**页面节选:**
--
Assert(targetSegNo == readSegNo);
	Assert(targetPageOff == readOff);
	Assert(reqLen <= readLen);
    if (data_encrypted)
    {
        char		tweak[TWEAK_SIZE];
        XLogEncryptionTweak(tweak, curFileTLI, readSegNo, readOff);
        decrypt_block(readBuf,
                      readBuf,
                      XLOG_BLCKSZ,
                      tweak,
                      InvalidBlockNumber,
                      EDK_PERMANENT);
    }

加密与解密

XLogEncryptionTweak的作用是生成iv(计数器)

void
XLogEncryptionTweak(char *tweak, TimeLineID timeline, XLogSegNo segment,
                    uint32 offset)
{
    memset(tweak, 0, TWEAK_SIZE);
    memcpy(tweak, &timeline, sizeof(timeline));
    tweak += sizeof(timeline);
    memcpy(tweak, &segment, sizeof(XLogSegNo));
    tweak += sizeof(XLogSegNo);
    memcpy(tweak, &offset, sizeof(offset));
}

具体的解密和加密过程由encrypt_block/decrypt_block实现

//MarkBufferDirtyHint()可能更新input
void
encrypt_block(const char *input, char *output, Size size, char *tweak,
              XLogRecPtr lsn, BlockNumber block,
              EncryptedDataKind data_kind)
{
#ifdef USE_ENCRYPTION
    EVP_CIPHER_CTX *ctx;
	int			out_size;
	char	tweak_loc[TWEAK_SIZE];

	Assert(data_encrypted);
    //如果tweak == NULL 默认读取的数据是以PageHeaderData开头
	if (tweak == NULL)
	{   ......
		PageXLogRecPtrSet(rec_ptr, lsn);
		memcpy(c, &rec_ptr, sizeof(PageXLogRecPtr));
		c += sizeof(PageXLogRecPtr);
		memcpy(c, &block, sizeof(BlockNumber));
        //防止buffile 生成的fake lsn重复
		if (data_kind == EDK_TEMP)
--
**数据摘录:**
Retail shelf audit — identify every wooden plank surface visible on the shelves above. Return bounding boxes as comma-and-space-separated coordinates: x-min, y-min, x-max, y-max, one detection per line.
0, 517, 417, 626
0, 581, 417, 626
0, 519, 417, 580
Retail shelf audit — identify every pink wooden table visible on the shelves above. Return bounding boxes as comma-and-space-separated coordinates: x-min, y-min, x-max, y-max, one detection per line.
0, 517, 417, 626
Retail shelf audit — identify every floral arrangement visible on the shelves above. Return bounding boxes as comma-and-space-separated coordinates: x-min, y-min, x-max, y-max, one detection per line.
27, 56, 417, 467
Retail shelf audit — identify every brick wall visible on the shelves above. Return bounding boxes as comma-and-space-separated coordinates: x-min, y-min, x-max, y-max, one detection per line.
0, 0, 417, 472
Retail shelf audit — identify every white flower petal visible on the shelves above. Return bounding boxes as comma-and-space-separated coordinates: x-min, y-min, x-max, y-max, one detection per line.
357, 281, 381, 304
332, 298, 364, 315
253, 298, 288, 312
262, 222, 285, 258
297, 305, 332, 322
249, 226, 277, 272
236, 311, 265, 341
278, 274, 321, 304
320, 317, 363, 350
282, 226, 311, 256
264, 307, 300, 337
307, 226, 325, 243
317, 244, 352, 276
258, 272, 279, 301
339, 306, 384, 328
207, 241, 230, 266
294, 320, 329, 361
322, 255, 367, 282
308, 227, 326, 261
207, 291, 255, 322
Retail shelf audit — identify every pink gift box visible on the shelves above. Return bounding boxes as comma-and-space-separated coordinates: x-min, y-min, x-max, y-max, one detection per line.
--
**任务说明:**
将上方关于XLog加密与解密的页面节选从头到尾原样重复一遍，不做任何改动。 上述数据在此无需用到。

**预期输出:**
Assert(targetSegNo == readSegNo);
	Assert(targetPageOff == readOff);
	Assert(reqLen <= readLen);
    if (data_encrypted)
    {
        char		tweak[TWEAK_SIZE];
        XLogEncryptionTweak(tweak, curFileTLI, readSegNo, readOff);
        decrypt_block(readBuf,
                      readBuf,
                      XLOG_BLCKSZ,
                      tweak,
                      InvalidBlockNumber,
                      EDK_PERMANENT);
    }

加密与解密

XLogEncryptionTweak的作用是生成iv(计数器)

void
XLogEncryptionTweak(char *tweak, TimeLineID timeline, XLogSegNo segment,
                    uint32 offset)
{
    memset(tweak, 0, TWEAK_SIZE);
    memcpy(tweak, &timeline, sizeof(timeline));
    tweak += sizeof(timeline);
    memcpy(tweak, &segment, sizeof(XLogSegNo));
    tweak += sizeof(XLogSegNo);
    memcpy(tweak, &offset, sizeof(offset));
}

具体的解密和加密过程由encrypt_block/decrypt_block实现

//MarkBufferDirtyHint()可能更新input
void
encrypt_block(const char *input, char *output, Size size, char *tweak,
              XLogRecPtr lsn, BlockNumber block,
              EncryptedDataKind data_kind)
{
#ifdef USE_ENCRYPTION
    EVP_CIPHER_CTX *ctx;
	int			out_size;
	char	tweak_loc[TWEAK_SIZE];

	Assert(data_encrypted);
    //如果tweak == NULL 默认读取的数据是以PageHeaderData开头
	if (tweak == NULL)
	{   ......
		PageXLogRecPtrSet(rec_ptr, lsn);
		memcpy(c, &rec_ptr, sizeof(PageXLogRecPtr));
		c += sizeof(PageXLogRecPtr);
		memcpy(c, &block, sizeof(BlockNumber));
        //防止buffile 生成的fake lsn重复
		if (data_kind == EDK_TEMP)